AIM: Convert the lines of the material from the line containing "for the harvested" through the end, inclusive, into a JSON list of strings with one string per line, omitting blank lines and any pictures.

TASK INPUT:
Start

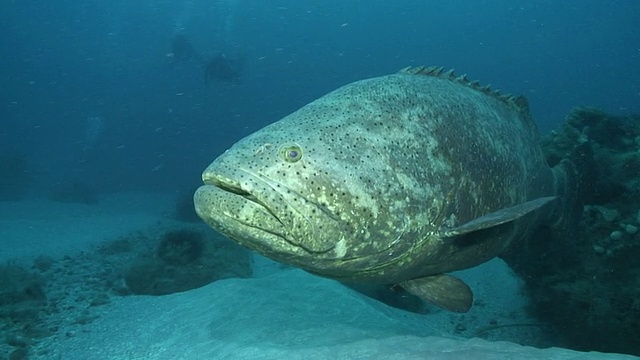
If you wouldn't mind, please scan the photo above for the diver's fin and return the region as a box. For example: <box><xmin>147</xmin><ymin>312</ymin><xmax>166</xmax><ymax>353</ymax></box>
<box><xmin>398</xmin><ymin>274</ymin><xmax>473</xmax><ymax>312</ymax></box>
<box><xmin>442</xmin><ymin>196</ymin><xmax>556</xmax><ymax>237</ymax></box>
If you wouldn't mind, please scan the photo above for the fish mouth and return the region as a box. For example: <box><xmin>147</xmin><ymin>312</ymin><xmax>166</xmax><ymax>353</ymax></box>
<box><xmin>194</xmin><ymin>169</ymin><xmax>334</xmax><ymax>261</ymax></box>
<box><xmin>204</xmin><ymin>176</ymin><xmax>284</xmax><ymax>226</ymax></box>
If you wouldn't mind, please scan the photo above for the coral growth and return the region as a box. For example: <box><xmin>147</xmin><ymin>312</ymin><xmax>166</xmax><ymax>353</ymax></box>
<box><xmin>505</xmin><ymin>108</ymin><xmax>640</xmax><ymax>355</ymax></box>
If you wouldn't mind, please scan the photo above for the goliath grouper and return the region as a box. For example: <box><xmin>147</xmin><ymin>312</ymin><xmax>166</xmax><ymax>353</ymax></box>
<box><xmin>194</xmin><ymin>67</ymin><xmax>575</xmax><ymax>312</ymax></box>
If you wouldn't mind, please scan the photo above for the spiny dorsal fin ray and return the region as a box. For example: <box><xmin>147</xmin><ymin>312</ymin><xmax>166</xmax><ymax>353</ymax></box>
<box><xmin>399</xmin><ymin>66</ymin><xmax>529</xmax><ymax>114</ymax></box>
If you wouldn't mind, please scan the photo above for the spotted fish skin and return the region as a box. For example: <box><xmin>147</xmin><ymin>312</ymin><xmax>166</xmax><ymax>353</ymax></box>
<box><xmin>194</xmin><ymin>67</ymin><xmax>566</xmax><ymax>311</ymax></box>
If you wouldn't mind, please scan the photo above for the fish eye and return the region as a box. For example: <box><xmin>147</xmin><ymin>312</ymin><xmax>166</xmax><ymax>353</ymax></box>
<box><xmin>280</xmin><ymin>144</ymin><xmax>302</xmax><ymax>162</ymax></box>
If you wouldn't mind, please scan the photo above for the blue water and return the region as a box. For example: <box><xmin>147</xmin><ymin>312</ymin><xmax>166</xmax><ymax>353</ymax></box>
<box><xmin>0</xmin><ymin>0</ymin><xmax>640</xmax><ymax>191</ymax></box>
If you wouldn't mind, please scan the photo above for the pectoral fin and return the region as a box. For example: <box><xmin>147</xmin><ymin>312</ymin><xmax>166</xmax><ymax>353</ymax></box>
<box><xmin>399</xmin><ymin>274</ymin><xmax>473</xmax><ymax>312</ymax></box>
<box><xmin>442</xmin><ymin>196</ymin><xmax>556</xmax><ymax>237</ymax></box>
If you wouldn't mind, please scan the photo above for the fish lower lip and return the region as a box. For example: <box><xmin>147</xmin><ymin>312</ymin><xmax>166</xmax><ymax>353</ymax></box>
<box><xmin>205</xmin><ymin>178</ymin><xmax>284</xmax><ymax>225</ymax></box>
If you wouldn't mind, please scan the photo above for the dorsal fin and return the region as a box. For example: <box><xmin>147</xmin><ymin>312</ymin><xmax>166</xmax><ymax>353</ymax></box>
<box><xmin>398</xmin><ymin>66</ymin><xmax>529</xmax><ymax>114</ymax></box>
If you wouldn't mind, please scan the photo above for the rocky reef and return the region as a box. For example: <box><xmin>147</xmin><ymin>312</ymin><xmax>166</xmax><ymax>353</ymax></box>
<box><xmin>504</xmin><ymin>108</ymin><xmax>640</xmax><ymax>355</ymax></box>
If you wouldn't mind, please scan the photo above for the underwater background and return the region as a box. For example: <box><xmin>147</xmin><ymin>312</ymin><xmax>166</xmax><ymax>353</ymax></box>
<box><xmin>0</xmin><ymin>0</ymin><xmax>640</xmax><ymax>359</ymax></box>
<box><xmin>0</xmin><ymin>0</ymin><xmax>640</xmax><ymax>197</ymax></box>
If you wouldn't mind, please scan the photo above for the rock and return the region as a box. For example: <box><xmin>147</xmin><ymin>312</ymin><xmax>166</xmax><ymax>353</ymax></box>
<box><xmin>593</xmin><ymin>245</ymin><xmax>605</xmax><ymax>254</ymax></box>
<box><xmin>609</xmin><ymin>230</ymin><xmax>624</xmax><ymax>241</ymax></box>
<box><xmin>596</xmin><ymin>206</ymin><xmax>618</xmax><ymax>222</ymax></box>
<box><xmin>624</xmin><ymin>224</ymin><xmax>638</xmax><ymax>235</ymax></box>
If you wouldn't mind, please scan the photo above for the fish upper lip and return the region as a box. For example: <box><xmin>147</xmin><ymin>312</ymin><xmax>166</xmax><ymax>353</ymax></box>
<box><xmin>203</xmin><ymin>174</ymin><xmax>284</xmax><ymax>226</ymax></box>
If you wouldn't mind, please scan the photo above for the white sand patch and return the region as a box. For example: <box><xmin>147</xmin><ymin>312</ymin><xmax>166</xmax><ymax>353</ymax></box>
<box><xmin>33</xmin><ymin>270</ymin><xmax>633</xmax><ymax>360</ymax></box>
<box><xmin>0</xmin><ymin>194</ymin><xmax>634</xmax><ymax>360</ymax></box>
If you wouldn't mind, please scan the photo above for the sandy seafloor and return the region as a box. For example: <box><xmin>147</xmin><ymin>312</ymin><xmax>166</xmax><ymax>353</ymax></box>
<box><xmin>0</xmin><ymin>193</ymin><xmax>635</xmax><ymax>360</ymax></box>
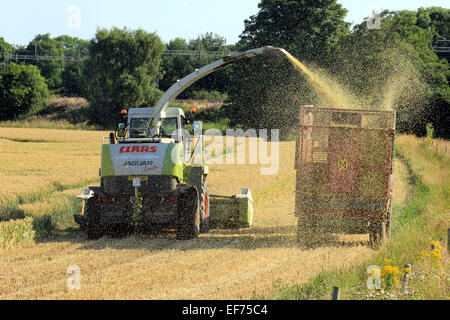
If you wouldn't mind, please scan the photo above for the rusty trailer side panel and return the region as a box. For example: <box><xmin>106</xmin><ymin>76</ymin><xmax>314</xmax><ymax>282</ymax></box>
<box><xmin>296</xmin><ymin>106</ymin><xmax>395</xmax><ymax>221</ymax></box>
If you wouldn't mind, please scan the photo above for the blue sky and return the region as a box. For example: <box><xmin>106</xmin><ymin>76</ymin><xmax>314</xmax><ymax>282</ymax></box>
<box><xmin>0</xmin><ymin>0</ymin><xmax>450</xmax><ymax>45</ymax></box>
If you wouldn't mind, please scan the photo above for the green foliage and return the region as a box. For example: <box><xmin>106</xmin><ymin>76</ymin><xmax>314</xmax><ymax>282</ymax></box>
<box><xmin>84</xmin><ymin>28</ymin><xmax>164</xmax><ymax>126</ymax></box>
<box><xmin>427</xmin><ymin>123</ymin><xmax>434</xmax><ymax>138</ymax></box>
<box><xmin>0</xmin><ymin>37</ymin><xmax>13</xmax><ymax>58</ymax></box>
<box><xmin>228</xmin><ymin>0</ymin><xmax>348</xmax><ymax>138</ymax></box>
<box><xmin>241</xmin><ymin>0</ymin><xmax>349</xmax><ymax>62</ymax></box>
<box><xmin>159</xmin><ymin>32</ymin><xmax>229</xmax><ymax>99</ymax></box>
<box><xmin>61</xmin><ymin>61</ymin><xmax>84</xmax><ymax>97</ymax></box>
<box><xmin>0</xmin><ymin>63</ymin><xmax>49</xmax><ymax>120</ymax></box>
<box><xmin>26</xmin><ymin>33</ymin><xmax>65</xmax><ymax>89</ymax></box>
<box><xmin>192</xmin><ymin>90</ymin><xmax>228</xmax><ymax>100</ymax></box>
<box><xmin>326</xmin><ymin>9</ymin><xmax>450</xmax><ymax>136</ymax></box>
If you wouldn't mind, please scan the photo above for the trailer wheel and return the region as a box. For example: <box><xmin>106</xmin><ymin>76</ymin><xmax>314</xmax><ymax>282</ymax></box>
<box><xmin>106</xmin><ymin>223</ymin><xmax>131</xmax><ymax>239</ymax></box>
<box><xmin>85</xmin><ymin>197</ymin><xmax>105</xmax><ymax>240</ymax></box>
<box><xmin>386</xmin><ymin>195</ymin><xmax>393</xmax><ymax>239</ymax></box>
<box><xmin>175</xmin><ymin>187</ymin><xmax>200</xmax><ymax>240</ymax></box>
<box><xmin>297</xmin><ymin>214</ymin><xmax>316</xmax><ymax>248</ymax></box>
<box><xmin>369</xmin><ymin>221</ymin><xmax>387</xmax><ymax>249</ymax></box>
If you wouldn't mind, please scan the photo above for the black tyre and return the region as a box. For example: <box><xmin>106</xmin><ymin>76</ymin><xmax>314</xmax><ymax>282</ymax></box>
<box><xmin>175</xmin><ymin>187</ymin><xmax>200</xmax><ymax>240</ymax></box>
<box><xmin>369</xmin><ymin>221</ymin><xmax>387</xmax><ymax>249</ymax></box>
<box><xmin>297</xmin><ymin>214</ymin><xmax>316</xmax><ymax>248</ymax></box>
<box><xmin>85</xmin><ymin>197</ymin><xmax>105</xmax><ymax>240</ymax></box>
<box><xmin>106</xmin><ymin>223</ymin><xmax>131</xmax><ymax>239</ymax></box>
<box><xmin>199</xmin><ymin>177</ymin><xmax>209</xmax><ymax>233</ymax></box>
<box><xmin>297</xmin><ymin>214</ymin><xmax>334</xmax><ymax>249</ymax></box>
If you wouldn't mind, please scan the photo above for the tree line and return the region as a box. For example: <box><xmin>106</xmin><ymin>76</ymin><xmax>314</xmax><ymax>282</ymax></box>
<box><xmin>0</xmin><ymin>0</ymin><xmax>450</xmax><ymax>137</ymax></box>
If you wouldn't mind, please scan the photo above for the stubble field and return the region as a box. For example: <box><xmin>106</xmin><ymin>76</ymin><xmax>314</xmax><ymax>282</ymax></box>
<box><xmin>0</xmin><ymin>128</ymin><xmax>407</xmax><ymax>299</ymax></box>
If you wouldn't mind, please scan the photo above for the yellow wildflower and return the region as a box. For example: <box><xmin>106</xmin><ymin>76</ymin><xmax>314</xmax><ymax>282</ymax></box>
<box><xmin>430</xmin><ymin>241</ymin><xmax>444</xmax><ymax>250</ymax></box>
<box><xmin>430</xmin><ymin>249</ymin><xmax>442</xmax><ymax>260</ymax></box>
<box><xmin>381</xmin><ymin>266</ymin><xmax>400</xmax><ymax>276</ymax></box>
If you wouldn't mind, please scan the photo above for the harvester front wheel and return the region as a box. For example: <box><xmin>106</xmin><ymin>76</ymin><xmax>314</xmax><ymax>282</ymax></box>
<box><xmin>199</xmin><ymin>178</ymin><xmax>210</xmax><ymax>233</ymax></box>
<box><xmin>85</xmin><ymin>197</ymin><xmax>105</xmax><ymax>240</ymax></box>
<box><xmin>175</xmin><ymin>187</ymin><xmax>200</xmax><ymax>240</ymax></box>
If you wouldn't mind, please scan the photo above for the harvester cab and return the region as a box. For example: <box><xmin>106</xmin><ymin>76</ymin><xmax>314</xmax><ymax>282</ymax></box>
<box><xmin>74</xmin><ymin>47</ymin><xmax>290</xmax><ymax>239</ymax></box>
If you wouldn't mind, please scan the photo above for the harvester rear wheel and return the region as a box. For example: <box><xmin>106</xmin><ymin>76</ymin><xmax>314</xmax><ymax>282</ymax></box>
<box><xmin>85</xmin><ymin>197</ymin><xmax>105</xmax><ymax>240</ymax></box>
<box><xmin>175</xmin><ymin>187</ymin><xmax>200</xmax><ymax>240</ymax></box>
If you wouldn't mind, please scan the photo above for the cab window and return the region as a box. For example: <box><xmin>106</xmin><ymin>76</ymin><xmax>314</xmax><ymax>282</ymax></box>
<box><xmin>161</xmin><ymin>118</ymin><xmax>178</xmax><ymax>137</ymax></box>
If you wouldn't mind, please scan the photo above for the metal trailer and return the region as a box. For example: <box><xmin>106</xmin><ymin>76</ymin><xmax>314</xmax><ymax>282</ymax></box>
<box><xmin>295</xmin><ymin>106</ymin><xmax>395</xmax><ymax>248</ymax></box>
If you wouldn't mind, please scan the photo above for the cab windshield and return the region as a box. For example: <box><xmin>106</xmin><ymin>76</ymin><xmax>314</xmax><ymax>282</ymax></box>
<box><xmin>130</xmin><ymin>118</ymin><xmax>178</xmax><ymax>138</ymax></box>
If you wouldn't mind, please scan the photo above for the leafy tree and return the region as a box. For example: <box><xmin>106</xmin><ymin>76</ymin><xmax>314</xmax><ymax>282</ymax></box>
<box><xmin>0</xmin><ymin>63</ymin><xmax>48</xmax><ymax>120</ymax></box>
<box><xmin>61</xmin><ymin>59</ymin><xmax>86</xmax><ymax>97</ymax></box>
<box><xmin>0</xmin><ymin>37</ymin><xmax>13</xmax><ymax>58</ymax></box>
<box><xmin>26</xmin><ymin>33</ymin><xmax>64</xmax><ymax>89</ymax></box>
<box><xmin>241</xmin><ymin>0</ymin><xmax>349</xmax><ymax>62</ymax></box>
<box><xmin>84</xmin><ymin>28</ymin><xmax>164</xmax><ymax>126</ymax></box>
<box><xmin>160</xmin><ymin>32</ymin><xmax>229</xmax><ymax>98</ymax></box>
<box><xmin>328</xmin><ymin>9</ymin><xmax>450</xmax><ymax>136</ymax></box>
<box><xmin>159</xmin><ymin>38</ymin><xmax>195</xmax><ymax>91</ymax></box>
<box><xmin>228</xmin><ymin>0</ymin><xmax>349</xmax><ymax>137</ymax></box>
<box><xmin>55</xmin><ymin>35</ymin><xmax>89</xmax><ymax>96</ymax></box>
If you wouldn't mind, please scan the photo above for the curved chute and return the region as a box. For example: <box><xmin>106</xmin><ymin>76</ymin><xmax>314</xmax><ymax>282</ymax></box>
<box><xmin>150</xmin><ymin>46</ymin><xmax>283</xmax><ymax>136</ymax></box>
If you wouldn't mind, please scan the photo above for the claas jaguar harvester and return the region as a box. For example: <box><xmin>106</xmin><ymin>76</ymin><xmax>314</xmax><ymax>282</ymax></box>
<box><xmin>74</xmin><ymin>47</ymin><xmax>279</xmax><ymax>240</ymax></box>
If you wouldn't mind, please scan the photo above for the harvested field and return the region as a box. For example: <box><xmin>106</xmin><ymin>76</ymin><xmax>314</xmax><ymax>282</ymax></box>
<box><xmin>0</xmin><ymin>128</ymin><xmax>405</xmax><ymax>299</ymax></box>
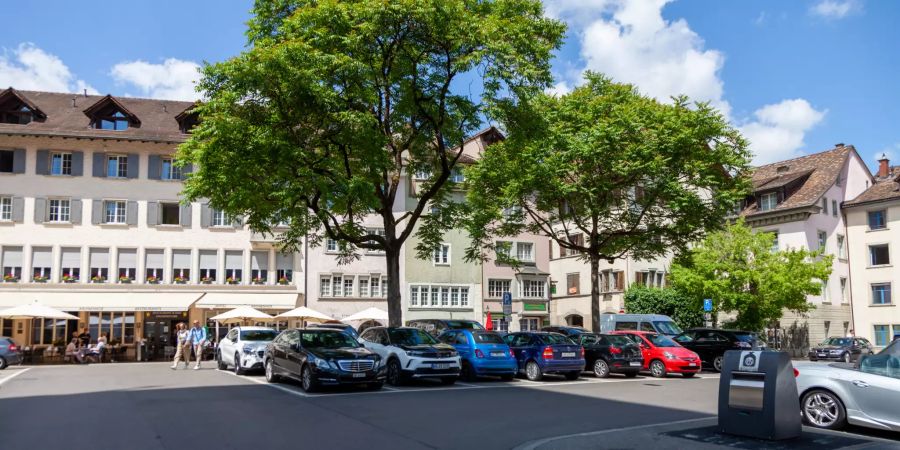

End

WORKED ANSWER:
[
  "If you wouldn't mind, please scan the photo above for the harvested field and return the region as a box. For example: <box><xmin>106</xmin><ymin>76</ymin><xmax>314</xmax><ymax>282</ymax></box>",
  "<box><xmin>0</xmin><ymin>128</ymin><xmax>405</xmax><ymax>299</ymax></box>"
]